* **Page text**:
A Quick Guide to CSS and jQuery Selectors for Web Scraper

June 28, 2022

JQuery selectors, web scraper, Scraping public data, scraper, CSS selectors

Selectors when it comes to CSS and jQuery refer to code you can use to interact with specific elements in the DOM. They are particularly useful when you want to style or act upon certain elements of the document without altering other elements. Through a careful use of selectors, you can manipulate a page exactly as intended or isolate the specific data you’re looking to scrape.

Requirements

To best benefit from this article, you’ll need at least basic knowledge of HTML and the DOM. Beyond this, you’ll need minor experience in CSS and jQuery. We’ll show how to use selectors within the context of the Web Scraper Chrome tool, so this extension can simplify this process as well as help you follow along with the guide.

What to Expect

In this article, we’ll cover 19 of the most relevant CSS selectors as well as nth children and nth-of-type selectors. Afterwards, we’ll cover a few jQuery selectors with a focus mainly on how you can chain them like if-then statements. For all these selector examples, we’ll be isolating elements on the webscraper.io home page.

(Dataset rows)
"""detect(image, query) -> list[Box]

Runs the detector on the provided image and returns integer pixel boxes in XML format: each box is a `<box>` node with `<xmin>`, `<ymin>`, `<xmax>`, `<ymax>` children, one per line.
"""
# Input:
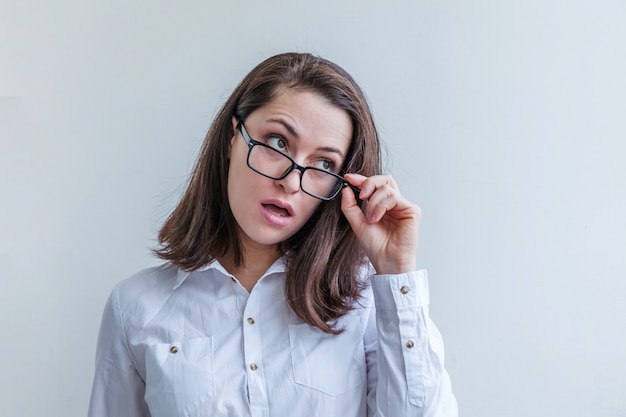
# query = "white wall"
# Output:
<box><xmin>0</xmin><ymin>0</ymin><xmax>626</xmax><ymax>417</ymax></box>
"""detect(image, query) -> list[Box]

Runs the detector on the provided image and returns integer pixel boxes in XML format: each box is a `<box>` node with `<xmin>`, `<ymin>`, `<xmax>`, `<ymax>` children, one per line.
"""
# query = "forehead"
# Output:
<box><xmin>246</xmin><ymin>87</ymin><xmax>352</xmax><ymax>154</ymax></box>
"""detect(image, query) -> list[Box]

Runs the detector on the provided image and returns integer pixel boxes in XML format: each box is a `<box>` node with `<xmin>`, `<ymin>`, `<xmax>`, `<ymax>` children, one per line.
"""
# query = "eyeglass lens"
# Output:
<box><xmin>248</xmin><ymin>145</ymin><xmax>343</xmax><ymax>199</ymax></box>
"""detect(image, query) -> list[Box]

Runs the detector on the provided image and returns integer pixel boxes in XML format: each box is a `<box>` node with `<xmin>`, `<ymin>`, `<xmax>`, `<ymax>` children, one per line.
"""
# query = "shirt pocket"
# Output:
<box><xmin>289</xmin><ymin>324</ymin><xmax>366</xmax><ymax>396</ymax></box>
<box><xmin>145</xmin><ymin>337</ymin><xmax>215</xmax><ymax>417</ymax></box>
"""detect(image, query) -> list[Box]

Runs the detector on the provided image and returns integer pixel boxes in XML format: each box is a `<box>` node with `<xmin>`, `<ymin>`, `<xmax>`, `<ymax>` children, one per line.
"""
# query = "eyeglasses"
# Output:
<box><xmin>239</xmin><ymin>122</ymin><xmax>348</xmax><ymax>201</ymax></box>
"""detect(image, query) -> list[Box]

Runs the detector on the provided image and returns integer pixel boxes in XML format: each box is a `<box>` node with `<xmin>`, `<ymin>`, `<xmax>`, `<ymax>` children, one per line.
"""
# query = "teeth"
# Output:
<box><xmin>265</xmin><ymin>204</ymin><xmax>289</xmax><ymax>217</ymax></box>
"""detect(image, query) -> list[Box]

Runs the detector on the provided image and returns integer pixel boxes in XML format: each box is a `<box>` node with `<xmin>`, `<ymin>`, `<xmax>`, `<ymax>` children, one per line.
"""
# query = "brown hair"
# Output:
<box><xmin>154</xmin><ymin>53</ymin><xmax>381</xmax><ymax>334</ymax></box>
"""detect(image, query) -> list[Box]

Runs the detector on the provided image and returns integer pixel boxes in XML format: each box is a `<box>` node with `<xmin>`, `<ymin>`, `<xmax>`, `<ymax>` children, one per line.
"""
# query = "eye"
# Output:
<box><xmin>267</xmin><ymin>136</ymin><xmax>287</xmax><ymax>152</ymax></box>
<box><xmin>313</xmin><ymin>159</ymin><xmax>337</xmax><ymax>172</ymax></box>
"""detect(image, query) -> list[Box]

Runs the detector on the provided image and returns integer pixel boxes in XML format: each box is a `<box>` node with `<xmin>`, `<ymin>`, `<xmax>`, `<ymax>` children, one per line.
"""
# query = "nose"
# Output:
<box><xmin>276</xmin><ymin>169</ymin><xmax>302</xmax><ymax>194</ymax></box>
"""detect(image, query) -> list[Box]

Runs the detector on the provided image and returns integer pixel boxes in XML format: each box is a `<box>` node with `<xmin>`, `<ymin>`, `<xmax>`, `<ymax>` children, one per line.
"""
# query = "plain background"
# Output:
<box><xmin>0</xmin><ymin>0</ymin><xmax>626</xmax><ymax>417</ymax></box>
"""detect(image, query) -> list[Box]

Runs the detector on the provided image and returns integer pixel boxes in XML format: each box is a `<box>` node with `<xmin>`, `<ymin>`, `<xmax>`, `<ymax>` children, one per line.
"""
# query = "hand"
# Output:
<box><xmin>341</xmin><ymin>174</ymin><xmax>422</xmax><ymax>274</ymax></box>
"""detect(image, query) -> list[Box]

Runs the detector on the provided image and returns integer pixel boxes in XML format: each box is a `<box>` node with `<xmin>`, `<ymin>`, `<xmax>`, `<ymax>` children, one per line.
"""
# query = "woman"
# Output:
<box><xmin>89</xmin><ymin>53</ymin><xmax>457</xmax><ymax>417</ymax></box>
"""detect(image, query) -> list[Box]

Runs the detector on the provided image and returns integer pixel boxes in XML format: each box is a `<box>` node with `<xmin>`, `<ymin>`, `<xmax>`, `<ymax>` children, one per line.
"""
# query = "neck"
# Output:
<box><xmin>219</xmin><ymin>239</ymin><xmax>280</xmax><ymax>291</ymax></box>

* **To-do list**:
1 - Repeat the stretch of the selectors guide from "Selectors when it" through "looking to scrape." word for word.
2 - According to the selectors guide, which web page supplies the elements isolated in its selector examples?

* **The responses**:
1 -
Selectors when it comes to CSS and jQuery refer to code you can use to interact with specific elements in the DOM. They are particularly useful when you want to style or act upon certain elements of the document without altering other elements. Through a careful use of selectors, you can manipulate a page exactly as intended or isolate the specific data you’re looking to scrape.

2 - The webscraper.io home page.